-- BEGIN SOURCE RECORDS --

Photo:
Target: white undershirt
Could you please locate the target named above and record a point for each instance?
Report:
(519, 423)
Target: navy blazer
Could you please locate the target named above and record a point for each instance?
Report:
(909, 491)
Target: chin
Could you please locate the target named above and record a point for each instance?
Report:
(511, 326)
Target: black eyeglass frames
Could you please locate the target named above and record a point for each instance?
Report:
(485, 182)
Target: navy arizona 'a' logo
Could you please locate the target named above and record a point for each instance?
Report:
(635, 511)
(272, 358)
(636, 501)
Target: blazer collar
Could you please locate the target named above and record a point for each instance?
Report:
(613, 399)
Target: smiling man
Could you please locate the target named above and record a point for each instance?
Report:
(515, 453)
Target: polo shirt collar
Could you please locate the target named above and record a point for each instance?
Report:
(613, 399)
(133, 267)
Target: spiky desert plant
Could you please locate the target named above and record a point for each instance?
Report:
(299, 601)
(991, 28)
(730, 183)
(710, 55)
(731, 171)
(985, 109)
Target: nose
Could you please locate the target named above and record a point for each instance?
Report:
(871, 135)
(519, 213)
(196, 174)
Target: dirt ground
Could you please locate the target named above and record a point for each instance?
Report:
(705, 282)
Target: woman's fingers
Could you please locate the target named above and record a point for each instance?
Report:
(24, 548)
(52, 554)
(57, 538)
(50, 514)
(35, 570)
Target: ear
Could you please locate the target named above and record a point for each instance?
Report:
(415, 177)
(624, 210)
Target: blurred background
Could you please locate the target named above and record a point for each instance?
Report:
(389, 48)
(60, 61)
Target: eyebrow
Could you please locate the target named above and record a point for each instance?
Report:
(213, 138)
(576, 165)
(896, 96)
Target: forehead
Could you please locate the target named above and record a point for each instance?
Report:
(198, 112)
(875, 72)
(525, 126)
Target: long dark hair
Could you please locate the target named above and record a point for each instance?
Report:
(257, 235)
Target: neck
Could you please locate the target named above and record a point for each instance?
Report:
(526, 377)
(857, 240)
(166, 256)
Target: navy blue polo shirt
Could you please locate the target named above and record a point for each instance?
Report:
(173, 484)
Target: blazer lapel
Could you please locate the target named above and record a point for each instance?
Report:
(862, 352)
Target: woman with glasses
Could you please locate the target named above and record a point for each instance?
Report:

-- END SOURCE RECORDS --

__INSTRUCTIONS FOR THE TASK__
Format the lines above as a JSON list of strings, with one string per line and any blank lines omitted.

__COMPLETE OUTPUT__
[
  "Photo:",
  "Target: white undershirt",
  "Could you please locate the target named above and record a point for each instance?",
  "Report:",
  "(519, 423)",
  "Target: navy blazer",
  "Could you please locate the target named above and record a point for each instance?",
  "Report:",
  "(909, 491)",
  "Target: chin",
  "Could you please locate the target named above and record a point for each instance?",
  "Report:",
  "(511, 326)",
  "Target: black eyeglass frames",
  "Could you please locate the target named above and record a point for each instance?",
  "Report:",
  "(485, 182)",
  "Target: navy arizona 'a' logo",
  "Could you please locate the target named above and record a point for each instance?",
  "Report:",
  "(635, 511)",
  "(272, 358)",
  "(636, 501)",
  "Target: blazer collar",
  "Could you please locate the target named above and record a point for each instance?",
  "Report:",
  "(613, 399)",
  "Target: smiling man",
  "Could you please locate the target named above and record a point for each instance?",
  "Report:",
  "(515, 453)",
  "Target: polo shirt collar",
  "Could you please locate the target named above and record a point for each instance?",
  "Report:",
  "(613, 399)",
  "(133, 267)",
  "Target: spiky desert plant",
  "Could you please locate the target named above and record a point for each instance?",
  "Report:",
  "(299, 601)",
  "(991, 28)",
  "(730, 183)",
  "(710, 55)",
  "(731, 171)",
  "(985, 109)",
  "Target: nose",
  "Could you please locate the target named above and record a point for each instance?",
  "Report:",
  "(871, 135)",
  "(519, 213)",
  "(196, 174)",
  "Target: dirt ground",
  "Could you please locate the target named above and record a point for each instance?",
  "Report:",
  "(705, 282)",
  "Target: woman's fingers",
  "Could you please locate the target named above and record a point for each instance?",
  "Report:",
  "(24, 548)",
  "(52, 554)",
  "(57, 538)",
  "(50, 514)",
  "(35, 570)",
  "Target: ear",
  "Could you please locate the target named above and record a point for each instance?",
  "Report:",
  "(415, 177)",
  "(624, 210)",
  "Target: blurred background",
  "Could you please locate the target named above and record a point for each instance?",
  "Report:",
  "(389, 48)",
  "(60, 61)",
  "Target: eyebrow",
  "Could you please locate the target named above and record a point for each instance?",
  "Report:",
  "(213, 138)",
  "(576, 165)",
  "(896, 96)",
  "Target: forehead",
  "Could you please locate the target named above and record a point for each instance?",
  "Report:",
  "(198, 112)",
  "(875, 72)",
  "(525, 126)",
  "Target: long dark hair",
  "Could you please locate the target named above and record a point for each instance?",
  "Report:",
  "(257, 235)",
  "Target: neck",
  "Could you please locate the target named above and record a point for each instance?",
  "Report:",
  "(526, 377)",
  "(857, 240)",
  "(166, 256)",
  "Target: navy blue polo shirt",
  "Could you please locate the target named above and record a point for each instance?",
  "Report:",
  "(173, 484)",
  "Target: blazer lapel",
  "Could you please locate the target named above and record a point for each instance?",
  "Report:",
  "(862, 352)",
  "Target: woman with glasses",
  "Could you please locate the target named above and record a point for each instance?",
  "Report:"
]